== Page ==
>> START
9. Transfer. A Holder may transfer any shares of Series G Non-Voting Preferred Stock, held by such Holder without the consent of the Corporation; provided that such transfer is in compliance with applicable securities laws. The Corporation shall in good faith (i) do and perform, or cause to be done and performed, all such further acts and things, and (ii) execute and deliver all such other agreements, certificates, instruments and documents, in each case, as any Holder may reasonably request in order to carry out the intent and accomplish the purposes of this Section 9.
10. Series G Non-Voting Preferred Stock Register. The Corporation shall maintain at its principal executive offices (or such other office or agency of the Corporation as it may designate by notice to the Holders in accordance with Section 11), a register for the Series G Non-Voting Preferred Stock, in which the Corporation shall record, in addition to any information otherwise required by law to be set forth on such register, (i) the name, address, electronic mail address of each Holder in whose name the shares of Series G Non-Voting Preferred Stock have been issued and (ii) the name, address, electronic mail address of each transferee of any shares of Series G Non-Voting Preferred Stock. The Corporation may treat the person in whose name any share of Series G Non-Voting Preferred Stock is registered on the register as the owner and holder thereof for all purposes.
>> END
== Information provided ==
>> START
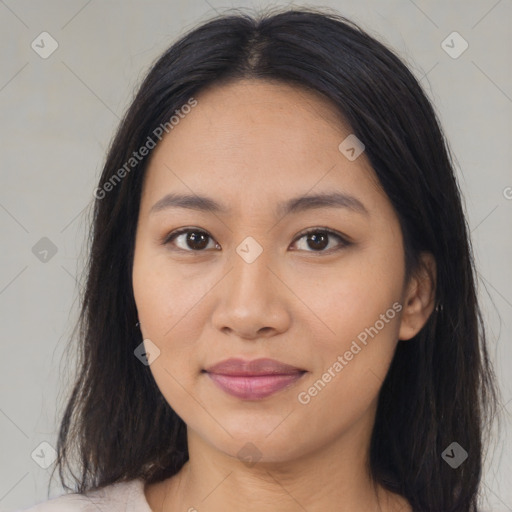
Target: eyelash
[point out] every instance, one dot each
(330, 233)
>> END
== Brief ==
Rewrite the portion of the Series G preferred stock provisions starting with "10. Series G" and going on through "for all purposes.", replacing "electronic mail address" with "email address".

== Exercise answer ==
10. Series G Non-Voting Preferred Stock Register. The Corporation shall maintain at its principal executive offices (or such other office or agency of the Corporation as it may designate by notice to the Holders in accordance with Section 11), a register for the Series G Non-Voting Preferred Stock, in which the Corporation shall record, in addition to any information otherwise required by law to be set forth on such register, (i) the name, address, email address of each Holder in whose name the shares of Series G Non-Voting Preferred Stock have been issued and (ii) the name, address, email address of each transferee of any shares of Series G Non-Voting Preferred Stock. The Corporation may treat the person in whose name any share of Series G Non-Voting Preferred Stock is registered on the register as the owner and holder thereof for all purposes.